• _DIRECTION_: Only the lines from the one containing "Question. For every instance of the grassy" to the end of the records belong in the output; print them exactly.

• _INPUT FOR THIS TASK_:

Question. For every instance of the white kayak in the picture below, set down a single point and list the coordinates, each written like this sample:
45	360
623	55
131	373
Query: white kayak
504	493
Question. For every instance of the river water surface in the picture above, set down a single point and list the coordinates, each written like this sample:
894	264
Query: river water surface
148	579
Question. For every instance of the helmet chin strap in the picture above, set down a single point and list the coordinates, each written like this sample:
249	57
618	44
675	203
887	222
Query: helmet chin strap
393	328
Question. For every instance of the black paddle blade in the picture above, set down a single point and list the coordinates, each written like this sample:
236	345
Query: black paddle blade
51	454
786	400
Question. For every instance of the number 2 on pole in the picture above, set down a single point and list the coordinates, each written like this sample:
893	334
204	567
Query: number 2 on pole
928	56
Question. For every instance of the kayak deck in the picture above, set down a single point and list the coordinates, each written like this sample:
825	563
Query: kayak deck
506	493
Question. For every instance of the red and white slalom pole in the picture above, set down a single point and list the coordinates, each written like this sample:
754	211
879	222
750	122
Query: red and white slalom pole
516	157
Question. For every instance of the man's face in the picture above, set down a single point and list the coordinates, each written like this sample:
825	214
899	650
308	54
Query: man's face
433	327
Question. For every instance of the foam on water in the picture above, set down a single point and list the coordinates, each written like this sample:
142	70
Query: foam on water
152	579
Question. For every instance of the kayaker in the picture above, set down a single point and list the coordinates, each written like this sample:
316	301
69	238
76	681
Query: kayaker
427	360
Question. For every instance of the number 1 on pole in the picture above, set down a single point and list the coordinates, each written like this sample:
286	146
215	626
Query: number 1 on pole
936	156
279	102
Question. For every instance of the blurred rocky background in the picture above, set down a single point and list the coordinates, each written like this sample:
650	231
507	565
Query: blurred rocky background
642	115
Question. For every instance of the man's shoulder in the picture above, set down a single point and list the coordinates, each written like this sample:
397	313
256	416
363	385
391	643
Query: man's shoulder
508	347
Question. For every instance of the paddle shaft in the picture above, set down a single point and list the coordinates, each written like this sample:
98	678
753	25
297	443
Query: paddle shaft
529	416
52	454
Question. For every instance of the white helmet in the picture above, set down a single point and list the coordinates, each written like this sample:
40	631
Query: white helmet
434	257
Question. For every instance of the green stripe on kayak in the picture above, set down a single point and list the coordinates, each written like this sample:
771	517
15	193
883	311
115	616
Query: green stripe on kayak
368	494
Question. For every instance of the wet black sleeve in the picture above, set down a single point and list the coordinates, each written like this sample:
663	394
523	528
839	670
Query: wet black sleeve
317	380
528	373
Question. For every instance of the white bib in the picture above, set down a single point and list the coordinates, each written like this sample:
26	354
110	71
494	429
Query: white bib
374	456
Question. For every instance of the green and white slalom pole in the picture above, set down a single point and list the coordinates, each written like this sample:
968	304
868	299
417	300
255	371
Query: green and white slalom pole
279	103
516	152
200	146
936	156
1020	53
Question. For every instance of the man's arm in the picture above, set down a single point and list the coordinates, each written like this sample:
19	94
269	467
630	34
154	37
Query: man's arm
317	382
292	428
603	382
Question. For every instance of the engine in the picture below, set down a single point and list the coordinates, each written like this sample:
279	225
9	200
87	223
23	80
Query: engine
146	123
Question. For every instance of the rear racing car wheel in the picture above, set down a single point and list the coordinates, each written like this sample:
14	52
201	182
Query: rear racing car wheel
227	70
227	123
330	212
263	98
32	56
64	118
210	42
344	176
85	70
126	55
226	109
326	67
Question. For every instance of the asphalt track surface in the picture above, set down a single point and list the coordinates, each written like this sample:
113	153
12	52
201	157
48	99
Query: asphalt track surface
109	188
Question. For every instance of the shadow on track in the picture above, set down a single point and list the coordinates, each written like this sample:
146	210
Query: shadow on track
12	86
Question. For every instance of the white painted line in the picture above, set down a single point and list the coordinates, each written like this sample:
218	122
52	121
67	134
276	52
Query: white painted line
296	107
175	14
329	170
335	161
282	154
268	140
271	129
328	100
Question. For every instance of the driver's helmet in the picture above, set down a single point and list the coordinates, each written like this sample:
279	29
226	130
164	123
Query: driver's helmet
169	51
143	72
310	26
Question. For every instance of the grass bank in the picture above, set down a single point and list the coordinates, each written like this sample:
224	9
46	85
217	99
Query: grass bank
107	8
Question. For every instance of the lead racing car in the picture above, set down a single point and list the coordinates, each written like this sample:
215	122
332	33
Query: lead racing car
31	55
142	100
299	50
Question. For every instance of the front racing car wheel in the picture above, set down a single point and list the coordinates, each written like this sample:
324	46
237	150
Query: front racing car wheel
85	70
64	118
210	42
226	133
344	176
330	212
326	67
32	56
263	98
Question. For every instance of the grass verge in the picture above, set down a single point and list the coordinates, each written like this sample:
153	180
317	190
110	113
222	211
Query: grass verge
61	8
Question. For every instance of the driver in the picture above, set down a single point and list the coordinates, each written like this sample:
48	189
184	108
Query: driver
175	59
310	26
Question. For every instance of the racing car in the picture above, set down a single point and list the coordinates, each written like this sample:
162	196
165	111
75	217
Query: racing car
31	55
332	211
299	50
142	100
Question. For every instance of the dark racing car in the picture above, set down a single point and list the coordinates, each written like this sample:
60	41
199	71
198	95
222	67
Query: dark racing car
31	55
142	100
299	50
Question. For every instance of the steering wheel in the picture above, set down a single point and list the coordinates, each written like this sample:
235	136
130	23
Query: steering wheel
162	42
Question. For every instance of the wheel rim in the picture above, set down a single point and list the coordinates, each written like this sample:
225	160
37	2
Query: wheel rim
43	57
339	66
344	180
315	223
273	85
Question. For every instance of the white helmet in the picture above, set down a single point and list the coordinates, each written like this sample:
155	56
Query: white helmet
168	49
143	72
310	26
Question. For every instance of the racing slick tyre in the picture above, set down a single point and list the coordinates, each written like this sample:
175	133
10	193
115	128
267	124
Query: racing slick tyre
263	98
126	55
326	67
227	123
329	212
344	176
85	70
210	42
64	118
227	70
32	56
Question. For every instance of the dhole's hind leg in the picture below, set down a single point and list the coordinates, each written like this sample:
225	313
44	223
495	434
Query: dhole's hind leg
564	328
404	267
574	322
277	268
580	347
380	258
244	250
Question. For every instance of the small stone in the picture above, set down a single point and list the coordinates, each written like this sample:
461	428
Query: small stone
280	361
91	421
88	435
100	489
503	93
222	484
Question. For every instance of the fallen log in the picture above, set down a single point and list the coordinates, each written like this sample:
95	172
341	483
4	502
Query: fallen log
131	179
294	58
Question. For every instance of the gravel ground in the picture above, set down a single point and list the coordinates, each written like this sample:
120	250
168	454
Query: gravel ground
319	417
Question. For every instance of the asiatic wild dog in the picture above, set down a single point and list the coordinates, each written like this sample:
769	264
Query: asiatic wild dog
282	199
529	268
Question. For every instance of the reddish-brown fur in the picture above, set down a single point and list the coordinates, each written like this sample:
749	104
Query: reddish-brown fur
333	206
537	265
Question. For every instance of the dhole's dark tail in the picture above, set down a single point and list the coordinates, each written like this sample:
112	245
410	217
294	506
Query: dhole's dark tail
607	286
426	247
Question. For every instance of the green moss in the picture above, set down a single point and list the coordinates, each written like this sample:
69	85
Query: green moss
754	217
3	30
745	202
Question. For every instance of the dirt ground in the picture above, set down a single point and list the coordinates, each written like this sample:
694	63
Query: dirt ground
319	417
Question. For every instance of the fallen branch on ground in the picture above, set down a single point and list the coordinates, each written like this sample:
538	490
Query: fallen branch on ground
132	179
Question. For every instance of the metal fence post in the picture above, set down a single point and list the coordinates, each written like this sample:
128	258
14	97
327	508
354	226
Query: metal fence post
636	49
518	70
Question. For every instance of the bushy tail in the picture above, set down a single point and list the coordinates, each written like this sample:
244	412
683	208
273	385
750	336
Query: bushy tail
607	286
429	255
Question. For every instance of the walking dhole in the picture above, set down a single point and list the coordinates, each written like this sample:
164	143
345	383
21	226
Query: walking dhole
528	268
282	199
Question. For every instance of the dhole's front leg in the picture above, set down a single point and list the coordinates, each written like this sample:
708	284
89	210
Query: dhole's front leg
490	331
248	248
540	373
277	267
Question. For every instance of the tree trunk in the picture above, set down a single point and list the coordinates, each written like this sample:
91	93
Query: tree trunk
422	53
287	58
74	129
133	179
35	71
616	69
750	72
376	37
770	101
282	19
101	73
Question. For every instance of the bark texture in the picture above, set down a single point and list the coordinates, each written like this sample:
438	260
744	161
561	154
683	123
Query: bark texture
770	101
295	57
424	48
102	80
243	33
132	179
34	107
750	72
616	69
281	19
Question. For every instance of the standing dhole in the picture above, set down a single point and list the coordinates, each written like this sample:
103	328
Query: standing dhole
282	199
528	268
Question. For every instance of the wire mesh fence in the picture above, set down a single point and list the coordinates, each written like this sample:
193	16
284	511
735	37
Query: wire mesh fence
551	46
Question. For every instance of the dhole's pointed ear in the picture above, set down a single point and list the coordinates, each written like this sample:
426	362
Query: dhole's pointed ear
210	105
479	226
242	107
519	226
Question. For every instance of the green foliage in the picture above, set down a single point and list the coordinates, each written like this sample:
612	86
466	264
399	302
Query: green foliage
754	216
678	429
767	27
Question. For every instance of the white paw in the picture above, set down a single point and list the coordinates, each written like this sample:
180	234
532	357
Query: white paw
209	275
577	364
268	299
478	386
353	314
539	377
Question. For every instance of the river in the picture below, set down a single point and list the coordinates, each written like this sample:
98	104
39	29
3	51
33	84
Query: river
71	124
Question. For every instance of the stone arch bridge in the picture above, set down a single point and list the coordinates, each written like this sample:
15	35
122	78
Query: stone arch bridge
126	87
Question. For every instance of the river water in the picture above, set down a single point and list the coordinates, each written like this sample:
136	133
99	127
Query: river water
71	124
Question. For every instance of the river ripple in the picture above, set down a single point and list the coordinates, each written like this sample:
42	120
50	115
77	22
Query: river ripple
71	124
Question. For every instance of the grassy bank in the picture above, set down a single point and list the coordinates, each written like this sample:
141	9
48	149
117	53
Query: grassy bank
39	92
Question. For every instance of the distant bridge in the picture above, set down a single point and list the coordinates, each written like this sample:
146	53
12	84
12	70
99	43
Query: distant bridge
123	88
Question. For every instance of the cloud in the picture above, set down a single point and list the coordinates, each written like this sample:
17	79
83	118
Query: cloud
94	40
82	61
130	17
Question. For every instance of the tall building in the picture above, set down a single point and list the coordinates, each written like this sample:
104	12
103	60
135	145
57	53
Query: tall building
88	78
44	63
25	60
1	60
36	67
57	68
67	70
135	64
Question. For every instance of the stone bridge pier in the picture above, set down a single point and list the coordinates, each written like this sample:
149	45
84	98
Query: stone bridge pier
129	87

• _FINAL RESULT_:
Question. For every instance of the grassy bank in the picture above, set down a single point and list the coordinates, each written like this sample:
141	9
48	149
117	53
Query: grassy bank
39	92
Question. For every instance of the distant bridge in the picture above, set down a single point and list the coordinates, each written like this sample:
146	53
12	84
12	70
99	43
Query: distant bridge
123	88
Question. For every instance of the cloud in the picture above, set down a single point and list the coordinates, each written like this sample:
17	79
83	118
Query: cloud
94	40
82	61
130	17
Question. For every instance of the tall building in the picture above, set down a single point and list the coordinates, each written like this sample:
104	12
103	60
135	145
57	53
Query: tall building
88	78
44	63
25	60
1	60
36	67
57	68
67	70
135	64
Question. For every instance of the stone bridge pier in the picture above, set down a single point and list the coordinates, each written like this sample:
149	45
84	98
Query: stone bridge pier
129	87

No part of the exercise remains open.